A block of data:
>>>

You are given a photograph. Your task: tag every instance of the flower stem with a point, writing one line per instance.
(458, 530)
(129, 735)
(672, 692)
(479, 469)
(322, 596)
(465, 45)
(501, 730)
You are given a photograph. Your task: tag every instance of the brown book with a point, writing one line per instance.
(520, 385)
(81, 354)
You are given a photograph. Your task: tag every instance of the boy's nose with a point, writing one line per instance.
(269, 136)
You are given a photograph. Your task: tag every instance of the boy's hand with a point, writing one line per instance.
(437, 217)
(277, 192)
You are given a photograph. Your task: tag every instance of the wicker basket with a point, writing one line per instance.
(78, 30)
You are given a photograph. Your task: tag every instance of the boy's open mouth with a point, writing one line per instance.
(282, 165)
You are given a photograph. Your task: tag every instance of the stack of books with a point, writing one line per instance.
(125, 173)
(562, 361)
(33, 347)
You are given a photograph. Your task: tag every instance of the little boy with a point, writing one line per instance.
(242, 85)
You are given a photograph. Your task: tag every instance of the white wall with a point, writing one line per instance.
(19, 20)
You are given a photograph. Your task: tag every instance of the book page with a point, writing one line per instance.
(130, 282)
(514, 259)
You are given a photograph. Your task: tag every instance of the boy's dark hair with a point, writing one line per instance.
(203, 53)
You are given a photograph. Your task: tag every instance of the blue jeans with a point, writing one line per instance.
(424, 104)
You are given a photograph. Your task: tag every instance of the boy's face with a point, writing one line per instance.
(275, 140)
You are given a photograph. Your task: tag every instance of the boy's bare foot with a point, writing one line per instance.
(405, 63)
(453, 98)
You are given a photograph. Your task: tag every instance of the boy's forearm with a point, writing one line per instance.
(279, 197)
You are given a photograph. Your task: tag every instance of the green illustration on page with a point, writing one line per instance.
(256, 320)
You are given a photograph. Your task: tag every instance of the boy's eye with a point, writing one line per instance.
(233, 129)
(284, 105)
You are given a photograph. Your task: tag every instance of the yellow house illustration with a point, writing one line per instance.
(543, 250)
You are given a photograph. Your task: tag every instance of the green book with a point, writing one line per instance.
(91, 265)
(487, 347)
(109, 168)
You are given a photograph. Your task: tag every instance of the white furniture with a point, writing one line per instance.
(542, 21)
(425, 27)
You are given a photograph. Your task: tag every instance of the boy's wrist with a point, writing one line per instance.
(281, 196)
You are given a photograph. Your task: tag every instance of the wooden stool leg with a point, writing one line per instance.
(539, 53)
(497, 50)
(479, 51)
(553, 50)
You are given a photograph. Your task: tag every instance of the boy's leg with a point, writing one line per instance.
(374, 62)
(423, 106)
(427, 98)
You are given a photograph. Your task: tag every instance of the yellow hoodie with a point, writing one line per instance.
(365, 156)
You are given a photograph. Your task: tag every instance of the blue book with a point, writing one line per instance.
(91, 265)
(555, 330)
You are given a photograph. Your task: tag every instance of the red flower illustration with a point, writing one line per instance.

<<<

• **Directions for this task**
Update the material above so that every "tag" becomes "mark", leaving all other text unchanged.

• **Response to the task**
You are given a photograph. Your task: mark every instance of the flower stem with a point, writing one line per instance.
(458, 530)
(129, 735)
(672, 692)
(479, 469)
(322, 596)
(465, 45)
(501, 730)
You are given a photograph. Your task: mark every instance of the brown book with a point, writing one line per instance.
(520, 385)
(81, 354)
You are given a photograph. Your task: mark every instance of the boy's nose with a point, writing one line per instance.
(269, 136)
You are given a photograph. Your task: mark every instance of the boy's hand with a point, writing one line per instance.
(437, 217)
(277, 192)
You are given a photograph. Your task: mark every instance of the wicker basket with a point, writing one line per instance.
(78, 30)
You are given a photograph. Your task: mark every instance of the boy's open mouth with a point, writing one line per instance.
(282, 165)
You are given a photograph. Your task: mark every instance of the stack of books with a point, writing one line per instance.
(125, 173)
(562, 361)
(33, 347)
You are given a photograph. Your task: mark every instance of the little boy with a point, writing one line per instance.
(242, 85)
You are given a photograph. Your task: mark every instance of the white wall with a point, writing one line per instance.
(19, 20)
You are given a photograph. Your task: mark every instance of the book page with a point, writing one line per instance.
(130, 282)
(514, 259)
You are given a photograph. Your task: mark every instance of the boy's dark hair with a point, writing one line per instance.
(203, 53)
You are given a photograph. Your task: mark every instance of the blue jeans with a point, writing one line per instance.
(424, 104)
You are given a photograph. Your task: mark every instance of the boy's face with a point, writing one line per instance.
(275, 140)
You are given a photograph. Your task: mark every instance of the boy's bare foot with a point, writing one line per instance.
(405, 63)
(453, 98)
You are given a photograph. Your task: mark every instance of the boy's forearm with a point, writing one line per instance.
(279, 197)
You are given a photograph. Your task: mark every instance of the green illustration on page with a point, writing one line per instance.
(256, 320)
You are given a photograph. Your task: mark every instance of the boy's eye with a point, writing one line per instance.
(233, 129)
(284, 105)
You are given a photograph. Your task: mark every instance of the yellow house illustration with a point, writing one line per instance.
(543, 250)
You are given a photograph. Your task: mark every instance of the green book with a point, writing one line per instance.
(91, 265)
(487, 347)
(109, 168)
You are given a photograph. Your task: mark every instance of the white furniture with a point, writing one line per instance.
(542, 21)
(425, 27)
You are given a photograph. Your task: mark every instance of the boy's wrist with a point, writing one line per instance.
(281, 196)
You are given a photograph. Your task: mark every instance of the wooden stool leg with a point, writing one line per instance.
(539, 53)
(497, 50)
(479, 51)
(553, 50)
You are given a photograph. Your task: mark every instance of the boy's leg with a point, writing one line per instance.
(374, 62)
(423, 106)
(427, 98)
You are given a photograph. Your task: mark every instance of the yellow hoodie with a point, writing one line per instance.
(365, 156)
You are given a photograph. Your task: mark every instance of the blue book with a point, writing one line per instance.
(91, 265)
(555, 330)
You are given a photograph. Your task: mark every instance of the red flower illustration with a point, writing one line per instance.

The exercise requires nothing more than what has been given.